| Data shown |
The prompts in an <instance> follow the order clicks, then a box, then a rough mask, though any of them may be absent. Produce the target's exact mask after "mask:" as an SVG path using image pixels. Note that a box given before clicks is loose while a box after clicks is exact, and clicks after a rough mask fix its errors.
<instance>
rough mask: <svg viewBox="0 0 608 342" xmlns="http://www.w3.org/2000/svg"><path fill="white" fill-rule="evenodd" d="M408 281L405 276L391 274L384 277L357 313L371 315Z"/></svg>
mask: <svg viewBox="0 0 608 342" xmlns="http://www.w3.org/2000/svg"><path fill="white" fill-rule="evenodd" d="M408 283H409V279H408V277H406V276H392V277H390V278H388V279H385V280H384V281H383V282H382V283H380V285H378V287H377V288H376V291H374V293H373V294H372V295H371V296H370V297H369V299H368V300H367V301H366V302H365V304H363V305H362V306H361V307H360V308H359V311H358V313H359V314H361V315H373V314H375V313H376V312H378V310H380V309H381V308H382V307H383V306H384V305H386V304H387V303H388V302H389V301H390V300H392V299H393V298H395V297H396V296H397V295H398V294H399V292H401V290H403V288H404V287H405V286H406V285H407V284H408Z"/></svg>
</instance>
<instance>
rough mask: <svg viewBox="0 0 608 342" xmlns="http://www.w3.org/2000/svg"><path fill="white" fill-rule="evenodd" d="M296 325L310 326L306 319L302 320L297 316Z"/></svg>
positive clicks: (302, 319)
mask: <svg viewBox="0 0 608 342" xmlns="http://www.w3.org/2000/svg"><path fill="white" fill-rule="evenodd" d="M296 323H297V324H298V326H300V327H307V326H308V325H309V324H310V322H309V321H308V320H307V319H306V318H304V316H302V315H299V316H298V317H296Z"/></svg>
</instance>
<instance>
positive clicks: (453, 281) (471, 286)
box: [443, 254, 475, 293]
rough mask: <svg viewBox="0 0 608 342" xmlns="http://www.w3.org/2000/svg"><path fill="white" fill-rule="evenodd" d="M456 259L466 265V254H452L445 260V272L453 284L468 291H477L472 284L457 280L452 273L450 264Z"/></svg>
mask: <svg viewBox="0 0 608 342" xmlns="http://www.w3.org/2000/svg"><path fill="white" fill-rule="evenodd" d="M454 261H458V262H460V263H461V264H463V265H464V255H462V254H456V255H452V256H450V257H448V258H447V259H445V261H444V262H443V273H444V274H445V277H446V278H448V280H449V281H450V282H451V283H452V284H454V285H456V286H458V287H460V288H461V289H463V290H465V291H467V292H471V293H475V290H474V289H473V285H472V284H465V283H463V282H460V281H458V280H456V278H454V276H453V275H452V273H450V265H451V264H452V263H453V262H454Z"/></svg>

| What is required |
Start at the line containing "259L466 265V254H452L445 260V272L453" and continue to the end of the data. Rewrite those lines with "rough mask" swapped for "coarse mask", keeping everything else the same.

| Finished task |
coarse mask: <svg viewBox="0 0 608 342" xmlns="http://www.w3.org/2000/svg"><path fill="white" fill-rule="evenodd" d="M456 259L466 265V254H452L445 260V272L453 284L468 291H477L472 284L457 280L452 273L450 264Z"/></svg>
mask: <svg viewBox="0 0 608 342" xmlns="http://www.w3.org/2000/svg"><path fill="white" fill-rule="evenodd" d="M454 261H458V262H460V263H461V264H463V265H464V255H462V254H456V255H452V256H450V257H448V258H447V259H445V261H444V262H443V273H444V274H445V277H446V278H448V280H449V281H450V282H451V283H452V284H454V285H456V286H458V287H460V288H461V289H463V290H465V291H467V292H471V293H475V290H474V289H473V285H472V284H465V283H463V282H460V281H458V280H456V278H454V276H453V275H452V273H450V265H451V264H452V263H453V262H454Z"/></svg>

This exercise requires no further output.